- **Exercise requirements**
Could you write out each entry exactly as it reads?

- **Available data**
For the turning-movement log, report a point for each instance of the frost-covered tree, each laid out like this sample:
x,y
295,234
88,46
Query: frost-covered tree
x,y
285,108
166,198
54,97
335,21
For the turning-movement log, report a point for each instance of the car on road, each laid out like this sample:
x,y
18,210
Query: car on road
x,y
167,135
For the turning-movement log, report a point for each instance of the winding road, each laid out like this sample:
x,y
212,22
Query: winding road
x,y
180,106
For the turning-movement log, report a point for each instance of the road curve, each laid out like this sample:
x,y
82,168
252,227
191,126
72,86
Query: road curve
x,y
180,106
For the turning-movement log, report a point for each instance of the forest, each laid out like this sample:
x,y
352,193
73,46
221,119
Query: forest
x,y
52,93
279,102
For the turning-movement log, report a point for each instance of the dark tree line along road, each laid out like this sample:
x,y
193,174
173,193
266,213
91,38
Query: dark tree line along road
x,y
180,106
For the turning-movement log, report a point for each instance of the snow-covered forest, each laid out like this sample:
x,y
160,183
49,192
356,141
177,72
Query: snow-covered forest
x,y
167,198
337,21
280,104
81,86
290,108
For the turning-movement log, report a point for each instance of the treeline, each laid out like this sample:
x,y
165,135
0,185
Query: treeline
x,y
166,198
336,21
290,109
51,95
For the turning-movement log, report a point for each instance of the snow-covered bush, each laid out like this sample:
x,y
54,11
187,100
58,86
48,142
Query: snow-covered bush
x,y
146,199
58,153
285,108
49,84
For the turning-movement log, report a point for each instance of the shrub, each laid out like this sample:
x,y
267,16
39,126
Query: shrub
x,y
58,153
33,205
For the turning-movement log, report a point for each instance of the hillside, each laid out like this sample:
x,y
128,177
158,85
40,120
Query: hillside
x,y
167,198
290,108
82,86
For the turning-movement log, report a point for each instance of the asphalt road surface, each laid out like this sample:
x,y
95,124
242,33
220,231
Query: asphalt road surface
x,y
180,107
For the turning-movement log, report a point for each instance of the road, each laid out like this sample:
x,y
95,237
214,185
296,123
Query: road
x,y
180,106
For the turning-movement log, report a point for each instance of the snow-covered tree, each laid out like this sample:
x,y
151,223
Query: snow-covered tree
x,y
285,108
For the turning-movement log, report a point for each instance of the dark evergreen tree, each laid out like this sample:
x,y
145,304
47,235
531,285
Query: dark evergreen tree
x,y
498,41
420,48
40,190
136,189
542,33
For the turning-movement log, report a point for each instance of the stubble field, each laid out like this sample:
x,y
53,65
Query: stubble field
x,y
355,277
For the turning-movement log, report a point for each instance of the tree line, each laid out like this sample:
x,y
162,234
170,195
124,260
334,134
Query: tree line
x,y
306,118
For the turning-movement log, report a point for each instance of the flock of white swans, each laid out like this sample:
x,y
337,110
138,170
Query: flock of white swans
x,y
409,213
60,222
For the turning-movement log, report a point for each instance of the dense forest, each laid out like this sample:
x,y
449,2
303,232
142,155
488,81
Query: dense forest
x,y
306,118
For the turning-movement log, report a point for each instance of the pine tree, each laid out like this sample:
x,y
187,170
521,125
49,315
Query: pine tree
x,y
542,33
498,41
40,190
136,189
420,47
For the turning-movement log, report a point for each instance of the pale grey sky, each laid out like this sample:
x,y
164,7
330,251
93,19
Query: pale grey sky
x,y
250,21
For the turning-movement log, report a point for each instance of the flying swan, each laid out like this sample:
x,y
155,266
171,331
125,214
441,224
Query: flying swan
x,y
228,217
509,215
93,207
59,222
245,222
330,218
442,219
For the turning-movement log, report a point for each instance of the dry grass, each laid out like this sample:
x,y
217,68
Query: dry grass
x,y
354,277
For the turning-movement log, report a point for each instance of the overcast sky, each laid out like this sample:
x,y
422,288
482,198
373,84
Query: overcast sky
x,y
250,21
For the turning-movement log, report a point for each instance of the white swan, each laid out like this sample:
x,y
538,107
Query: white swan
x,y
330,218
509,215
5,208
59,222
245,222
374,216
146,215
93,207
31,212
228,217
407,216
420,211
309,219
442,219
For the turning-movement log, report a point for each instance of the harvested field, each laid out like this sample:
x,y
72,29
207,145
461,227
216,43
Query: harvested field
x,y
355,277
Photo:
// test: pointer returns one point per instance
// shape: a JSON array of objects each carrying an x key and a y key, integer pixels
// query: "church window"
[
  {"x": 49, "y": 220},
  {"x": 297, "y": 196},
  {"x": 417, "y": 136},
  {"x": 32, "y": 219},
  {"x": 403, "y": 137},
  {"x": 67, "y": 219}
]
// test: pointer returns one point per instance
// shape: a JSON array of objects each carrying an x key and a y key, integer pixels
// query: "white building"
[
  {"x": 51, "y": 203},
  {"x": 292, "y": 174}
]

- **Answer section**
For the turning-movement log, report a point for each instance of the frost-covered tree, each laid out like this sample:
x,y
295,234
88,46
Query: frost-covered tree
x,y
285,108
166,198
54,97
335,21
For the turning-movement log, report a point for each instance of the car on road, each laid out like this sample:
x,y
18,210
Query: car on road
x,y
167,135
For the turning-movement log, report a point for each instance of the winding road, each laid out like this sample:
x,y
212,22
Query: winding road
x,y
180,106
For the turning-movement log, report a point for each instance of the road curve, each laid out like this sample:
x,y
82,168
252,227
191,126
72,86
Query: road curve
x,y
180,106
For the turning-movement log, report a point for each instance of the forest, each laid out like this sample:
x,y
352,193
73,46
221,119
Query: forest
x,y
52,93
279,102
For the turning-movement log, report a point for each instance of the dark tree line along road, each laid out like this sample:
x,y
193,174
173,193
266,213
91,38
Query: dark tree line along road
x,y
180,106
For the turning-movement log, report a point for each instance of the snow-covered forest, each laid out like this sample:
x,y
160,183
49,192
356,141
177,72
Query: snow-covered forest
x,y
167,198
337,21
280,104
81,86
290,108
For the turning-movement log, report a point for each instance of the treeline, each laid out like this sample:
x,y
165,135
0,185
Query: treeline
x,y
166,198
336,21
290,109
51,95
For the turning-movement log, report a point for each instance of the snow-covered bush, each laid out like this sample:
x,y
54,11
187,100
58,86
48,142
Query: snow-covered bush
x,y
146,199
58,153
285,108
49,84
For the turning-movement log, report a point for each instance of the shrub, each laid out like this sample:
x,y
267,16
39,126
Query: shrub
x,y
58,153
33,205
For the turning-movement log, report a point for each instance of the hillside, each laid out like this sample:
x,y
128,177
158,85
40,120
Query: hillside
x,y
167,198
290,108
82,86
For the turning-movement log, report a point for each instance of the asphalt road surface, each laid out like this sample:
x,y
95,124
242,33
220,231
Query: asphalt road surface
x,y
180,107
For the turning-movement log, report a point for each instance of the road, each laid out like this sample:
x,y
95,237
214,185
296,123
Query: road
x,y
180,106
For the turning-movement log, report a point for each instance of the snow-covered tree, each laid out like this sample:
x,y
151,223
Query: snow-covered tree
x,y
285,108
For the turning-movement log, report a point for each instance of the dark evergreen tree, each laid out like this sample:
x,y
145,304
47,235
531,285
Query: dark evergreen tree
x,y
498,41
420,48
40,190
136,189
542,33
For the turning-movement log, report a point for each instance of the stubble field, each laid out like this sample:
x,y
53,65
Query: stubble field
x,y
355,277
For the turning-movement log, report a point for each instance of the tree line, each laid out like this sample:
x,y
162,234
170,195
124,260
334,134
Query: tree line
x,y
306,118
For the turning-movement log, report a point for each instance of the flock of white swans, each laid out like this sample:
x,y
337,110
138,170
Query: flock of white swans
x,y
409,213
60,222
For the turning-movement log, report a point for each instance of the dense forest, each laid out like this sample:
x,y
449,2
303,232
142,155
488,81
Query: dense forest
x,y
306,118
For the turning-movement log, report a point for each instance of the pine tree, each laid out like this sample:
x,y
187,170
521,125
49,315
Query: pine tree
x,y
542,33
498,41
40,190
136,189
420,47
For the turning-movement log, report a point for each instance of the pale grey sky, each laid out like this sample:
x,y
164,7
330,251
93,19
Query: pale grey sky
x,y
250,21
For the turning-movement log, report a point for each instance of the flying swan, each laid out like this sample:
x,y
155,266
171,331
125,214
441,224
Query: flying swan
x,y
228,217
509,215
93,207
59,222
245,222
330,218
442,219
For the turning-movement log, report a point for each instance of the dry grass, each laid out like this sample:
x,y
217,68
Query: dry grass
x,y
354,277
For the turning-movement log, report a point for each instance of the overcast sky, each laid out like this sample:
x,y
422,288
482,198
373,84
Query: overcast sky
x,y
250,21
For the turning-movement log, report a point for each instance of the white swan, each laid out like this sample:
x,y
538,107
Query: white swan
x,y
330,218
509,215
5,208
59,222
245,222
374,216
146,215
93,207
31,212
228,217
407,216
420,211
309,219
442,219
For the turning-movement log, report a point for each instance of the harvested field, each laid out like this sample:
x,y
72,29
207,145
461,227
216,43
Query: harvested field
x,y
355,277
Photo:
// test: pointer returns one point per instance
// shape: a JSON array of objects each carrying an x key and a y key, integer pixels
// query: "church window"
[
  {"x": 49, "y": 220},
  {"x": 297, "y": 196},
  {"x": 417, "y": 136},
  {"x": 32, "y": 219},
  {"x": 403, "y": 137},
  {"x": 67, "y": 219}
]
// test: pointer returns one point per instance
// shape: a JSON array of objects each carrying an x key and a y key, integer pixels
// query: "white building"
[
  {"x": 51, "y": 203},
  {"x": 292, "y": 174}
]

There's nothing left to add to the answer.